● Written instruction
Write out the data below again, swapping every "Identify" for "Locate" and leaving everything else the same.

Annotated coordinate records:
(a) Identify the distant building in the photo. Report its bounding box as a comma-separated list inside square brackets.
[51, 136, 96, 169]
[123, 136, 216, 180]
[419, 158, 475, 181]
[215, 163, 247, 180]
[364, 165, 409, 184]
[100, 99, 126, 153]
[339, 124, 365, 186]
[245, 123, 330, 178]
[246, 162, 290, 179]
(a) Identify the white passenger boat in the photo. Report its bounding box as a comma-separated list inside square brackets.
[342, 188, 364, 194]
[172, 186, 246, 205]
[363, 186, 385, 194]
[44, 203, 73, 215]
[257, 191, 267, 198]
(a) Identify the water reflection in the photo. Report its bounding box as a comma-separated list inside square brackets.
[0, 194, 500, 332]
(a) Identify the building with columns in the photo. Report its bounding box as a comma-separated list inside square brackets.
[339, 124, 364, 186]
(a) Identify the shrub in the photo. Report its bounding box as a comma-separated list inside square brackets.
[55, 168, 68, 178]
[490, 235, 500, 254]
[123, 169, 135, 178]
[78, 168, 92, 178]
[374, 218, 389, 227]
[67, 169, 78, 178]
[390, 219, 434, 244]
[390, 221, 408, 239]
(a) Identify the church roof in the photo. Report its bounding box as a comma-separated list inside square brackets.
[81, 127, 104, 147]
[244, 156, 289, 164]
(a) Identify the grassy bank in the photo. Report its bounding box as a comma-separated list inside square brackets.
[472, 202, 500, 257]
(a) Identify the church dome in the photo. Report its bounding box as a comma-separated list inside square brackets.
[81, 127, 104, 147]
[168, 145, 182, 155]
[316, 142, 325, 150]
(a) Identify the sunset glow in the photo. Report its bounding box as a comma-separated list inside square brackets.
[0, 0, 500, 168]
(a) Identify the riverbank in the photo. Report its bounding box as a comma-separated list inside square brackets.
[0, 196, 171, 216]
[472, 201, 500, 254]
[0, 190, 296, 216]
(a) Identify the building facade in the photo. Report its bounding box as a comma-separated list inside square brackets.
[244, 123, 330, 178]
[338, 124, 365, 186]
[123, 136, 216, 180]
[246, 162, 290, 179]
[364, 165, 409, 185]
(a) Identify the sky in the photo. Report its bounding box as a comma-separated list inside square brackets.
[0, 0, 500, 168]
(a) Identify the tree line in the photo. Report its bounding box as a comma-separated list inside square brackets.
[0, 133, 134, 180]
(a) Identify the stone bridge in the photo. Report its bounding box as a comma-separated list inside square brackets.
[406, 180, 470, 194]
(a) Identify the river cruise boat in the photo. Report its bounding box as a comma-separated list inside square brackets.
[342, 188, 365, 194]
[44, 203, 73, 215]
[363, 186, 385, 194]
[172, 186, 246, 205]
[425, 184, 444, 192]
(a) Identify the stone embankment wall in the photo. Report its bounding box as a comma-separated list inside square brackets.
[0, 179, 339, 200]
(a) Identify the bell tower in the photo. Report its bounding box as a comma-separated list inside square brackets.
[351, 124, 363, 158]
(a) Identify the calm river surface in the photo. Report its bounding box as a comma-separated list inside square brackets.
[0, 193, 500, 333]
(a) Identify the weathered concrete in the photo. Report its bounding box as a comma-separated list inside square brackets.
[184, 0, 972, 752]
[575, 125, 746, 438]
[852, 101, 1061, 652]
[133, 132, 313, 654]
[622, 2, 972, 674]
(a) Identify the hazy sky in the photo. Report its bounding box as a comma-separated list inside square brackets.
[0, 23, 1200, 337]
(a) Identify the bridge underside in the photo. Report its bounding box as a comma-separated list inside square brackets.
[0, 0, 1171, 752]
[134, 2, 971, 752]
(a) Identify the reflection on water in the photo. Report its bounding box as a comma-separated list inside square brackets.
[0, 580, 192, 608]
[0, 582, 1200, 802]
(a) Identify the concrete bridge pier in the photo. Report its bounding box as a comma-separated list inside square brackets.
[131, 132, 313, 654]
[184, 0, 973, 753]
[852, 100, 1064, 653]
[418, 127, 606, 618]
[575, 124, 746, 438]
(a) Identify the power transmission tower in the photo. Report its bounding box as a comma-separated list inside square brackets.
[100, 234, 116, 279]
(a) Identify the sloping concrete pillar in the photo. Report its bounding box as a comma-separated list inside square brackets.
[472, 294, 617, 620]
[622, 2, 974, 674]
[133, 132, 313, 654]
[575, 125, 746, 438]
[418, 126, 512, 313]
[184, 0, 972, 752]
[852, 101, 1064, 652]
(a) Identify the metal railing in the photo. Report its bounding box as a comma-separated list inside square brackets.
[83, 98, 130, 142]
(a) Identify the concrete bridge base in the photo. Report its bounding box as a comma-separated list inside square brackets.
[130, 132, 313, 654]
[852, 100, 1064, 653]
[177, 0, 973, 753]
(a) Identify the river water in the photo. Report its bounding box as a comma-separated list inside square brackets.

● Written solution
(a) Locate the distant building in the photo. Report its bounding box as a comma-separated list inside square brackets.
[51, 136, 96, 169]
[123, 136, 216, 180]
[419, 158, 475, 181]
[215, 163, 247, 180]
[364, 165, 409, 184]
[100, 99, 126, 153]
[339, 124, 365, 186]
[245, 123, 330, 178]
[246, 162, 290, 179]
(a) Locate the white passenger boat in the photo. Report its bounding box as a comma-separated list inside square brackets.
[342, 188, 364, 194]
[172, 186, 246, 205]
[363, 186, 385, 194]
[44, 203, 73, 215]
[257, 191, 267, 198]
(a) Locate the water reflection in the photo. Report its bounding box as a comma-separated list inside square brackets.
[0, 194, 500, 332]
(a) Locate the building with columns in the photo. Report its bounding box as a comma-separated list inside square brackets.
[339, 124, 364, 186]
(a) Locate the shrub in the photo. Report its bounding box as a comma-separated list inside square brackets.
[55, 168, 68, 178]
[490, 235, 500, 254]
[123, 169, 135, 178]
[78, 168, 92, 178]
[374, 218, 389, 227]
[67, 169, 78, 178]
[390, 219, 434, 244]
[390, 221, 408, 239]
(a) Locate the church roof in the photo. Report its bounding box as a comma-separated list inside square brackets.
[81, 127, 104, 147]
[244, 156, 289, 164]
(a) Locate the grassy bank in the photo. Report its bounding box as a comma-separated list inside square brackets.
[472, 202, 500, 257]
(a) Locate the church dome in the photo. Report its bounding box as a comma-separated list inside square brackets.
[81, 127, 104, 147]
[168, 145, 182, 155]
[316, 142, 325, 150]
(a) Locate the sunset glow in the photo. Report its bounding box as a comma-separated list inside square brackets.
[0, 0, 500, 168]
(a) Locate the riverbank in the photo. Report its bounding box as a comma-separated list inside square brackets.
[0, 196, 171, 216]
[472, 201, 500, 254]
[0, 190, 296, 216]
(a) Locate the building facade in the photo. Report its bounding box as a comma-separated list inside square brackets.
[244, 123, 330, 178]
[338, 124, 365, 186]
[123, 136, 216, 180]
[246, 162, 290, 179]
[364, 165, 409, 185]
(a) Locate the sky in the photo. Report its bounding box as a comma-separated list inside square brackets.
[0, 0, 500, 168]
(a) Locate the tree line in the photo. Report its bounding box as a comma-separated list inside square brackets.
[0, 133, 134, 180]
(a) Locate the stone bridge in the photo. Report its bounding box as a comma-separated list inside square brackets.
[406, 180, 470, 194]
(a) Locate the river cruise boat in the photo. Report its bounding box as a comma-separated list inside square brackets.
[342, 188, 365, 194]
[44, 203, 73, 215]
[363, 186, 385, 194]
[172, 186, 246, 205]
[425, 184, 444, 192]
(a) Locate the stone embankment wall in the photo. Report its bounding box as a comma-separated list inside square brackets.
[0, 179, 339, 200]
(a) Locate the bell tower in the photo. Report its bounding box as a comma-separated list inside square brackets.
[351, 124, 363, 158]
(a) Locate the calm river surface in the photo. Report its bounding box as a comma-separated list inside square brackets.
[0, 193, 500, 333]
(a) Locate the weathered concrete in the photo. Report its bounding box as a comma-separated list inside square brackets.
[184, 0, 972, 752]
[575, 125, 746, 438]
[852, 101, 1061, 652]
[133, 132, 313, 654]
[622, 2, 972, 674]
(a) Locate the hazy sky in the photo. Report its bounding box as a comma-separated list inside square brackets.
[0, 23, 1200, 337]
(a) Locate the bridge underside in the photo. Report its bounding box as a comma-separated list inside square brackets.
[0, 0, 1171, 752]
[134, 2, 971, 752]
(a) Locate the reflection on water in the photo. Report its bounding box as a comma-separated list inside square brackets.
[0, 580, 192, 608]
[0, 582, 1200, 802]
(a) Locate the concrete bridge pier in the photo. Report its bounding box as a comma-separated list inside square brackets.
[131, 132, 313, 654]
[184, 0, 973, 753]
[852, 100, 1064, 653]
[418, 127, 606, 618]
[575, 124, 746, 438]
(a) Locate the power transmission tower in the photo. Report its bounding box as a comma-separated list inside square brackets.
[100, 234, 116, 279]
(a) Locate the sloping concrete pillar in the photo. Report its bounding box as a comma-separated list inside square brackets.
[472, 294, 617, 620]
[622, 2, 974, 674]
[133, 132, 313, 654]
[575, 125, 746, 438]
[418, 126, 512, 313]
[184, 0, 972, 752]
[852, 101, 1064, 652]
(a) Locate the metal railing in the photo. Report its bounding box as a comma-separated list inside square brackets.
[83, 98, 130, 142]
(a) Locate the concrete bridge base in the photo. Report its bounding box as a comma-separated list inside square brackets.
[130, 132, 313, 654]
[852, 100, 1064, 653]
[177, 0, 973, 753]
(a) Locate the river water in the photo. Report its bounding box as a comma-separated list inside square brackets.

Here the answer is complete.